Source records:
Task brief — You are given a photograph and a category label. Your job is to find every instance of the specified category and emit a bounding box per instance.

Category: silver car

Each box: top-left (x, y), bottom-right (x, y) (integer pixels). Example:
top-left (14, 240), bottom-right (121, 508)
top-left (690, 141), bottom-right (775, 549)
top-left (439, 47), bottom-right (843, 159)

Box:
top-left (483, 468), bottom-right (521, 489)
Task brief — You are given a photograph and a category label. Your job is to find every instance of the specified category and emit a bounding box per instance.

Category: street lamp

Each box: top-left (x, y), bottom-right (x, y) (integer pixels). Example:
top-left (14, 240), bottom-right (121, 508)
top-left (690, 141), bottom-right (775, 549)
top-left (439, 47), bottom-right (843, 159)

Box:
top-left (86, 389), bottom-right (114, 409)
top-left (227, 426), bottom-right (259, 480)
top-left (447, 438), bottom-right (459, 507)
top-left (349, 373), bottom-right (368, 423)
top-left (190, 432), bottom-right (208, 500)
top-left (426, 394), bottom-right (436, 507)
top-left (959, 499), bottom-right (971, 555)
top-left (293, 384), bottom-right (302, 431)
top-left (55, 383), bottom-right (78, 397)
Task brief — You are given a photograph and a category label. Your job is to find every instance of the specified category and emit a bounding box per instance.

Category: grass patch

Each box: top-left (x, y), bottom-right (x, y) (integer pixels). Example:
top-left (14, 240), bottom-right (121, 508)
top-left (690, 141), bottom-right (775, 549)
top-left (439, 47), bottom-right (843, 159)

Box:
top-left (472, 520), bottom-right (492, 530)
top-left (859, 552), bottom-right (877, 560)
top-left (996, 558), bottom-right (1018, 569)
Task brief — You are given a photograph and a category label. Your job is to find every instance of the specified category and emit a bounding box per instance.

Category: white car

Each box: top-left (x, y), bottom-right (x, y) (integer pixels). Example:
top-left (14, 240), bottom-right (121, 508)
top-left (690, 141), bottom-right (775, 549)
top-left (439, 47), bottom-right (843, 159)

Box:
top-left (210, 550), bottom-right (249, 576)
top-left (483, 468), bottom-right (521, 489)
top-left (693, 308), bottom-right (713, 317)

### Your objective
Line by line, please reproduce the records exactly.

### Response box
Task brief — You are given a photograph and a category label. Your job is to find every instance of the specified category and emit a bounding box per instance.

Category: silver car

Each box: top-left (x, y), bottom-right (x, y) (integer pixels). Example:
top-left (14, 240), bottom-right (121, 508)
top-left (690, 141), bottom-right (775, 549)
top-left (439, 47), bottom-right (843, 159)

Box:
top-left (483, 468), bottom-right (521, 489)
Task brief — You are given a photograph and a category label. Your job is to find every instance of the specified category and emit a bounding box per instance.

Category: street lamp

Each box: top-left (x, y), bottom-right (x, y) (integer pixels). Example:
top-left (14, 240), bottom-right (121, 508)
top-left (690, 141), bottom-right (775, 549)
top-left (439, 47), bottom-right (843, 159)

Box:
top-left (86, 389), bottom-right (114, 409)
top-left (227, 426), bottom-right (259, 480)
top-left (447, 438), bottom-right (459, 507)
top-left (349, 373), bottom-right (368, 423)
top-left (190, 432), bottom-right (208, 500)
top-left (426, 394), bottom-right (436, 507)
top-left (959, 499), bottom-right (971, 555)
top-left (293, 384), bottom-right (302, 431)
top-left (55, 383), bottom-right (78, 397)
Task brief — You are given a photograph and a category label. Your job is to find every instance of the specified category and emit a bounding box per instance.

Category: grass patch

Each box: top-left (x, y), bottom-right (x, y) (integer pixels). Example:
top-left (14, 240), bottom-right (121, 508)
top-left (690, 141), bottom-right (775, 549)
top-left (439, 47), bottom-right (843, 159)

Box:
top-left (472, 520), bottom-right (492, 530)
top-left (859, 552), bottom-right (877, 560)
top-left (996, 558), bottom-right (1018, 569)
Task brief — You are given a photograph and a category label. Your job is to find every instance of the specified category and emit a bounding box per instance.

Category: white car

Each box: top-left (x, y), bottom-right (x, y) (integer pixels). Example:
top-left (14, 240), bottom-right (121, 508)
top-left (690, 141), bottom-right (775, 549)
top-left (439, 47), bottom-right (843, 159)

Box:
top-left (210, 550), bottom-right (249, 576)
top-left (483, 468), bottom-right (521, 489)
top-left (693, 308), bottom-right (713, 317)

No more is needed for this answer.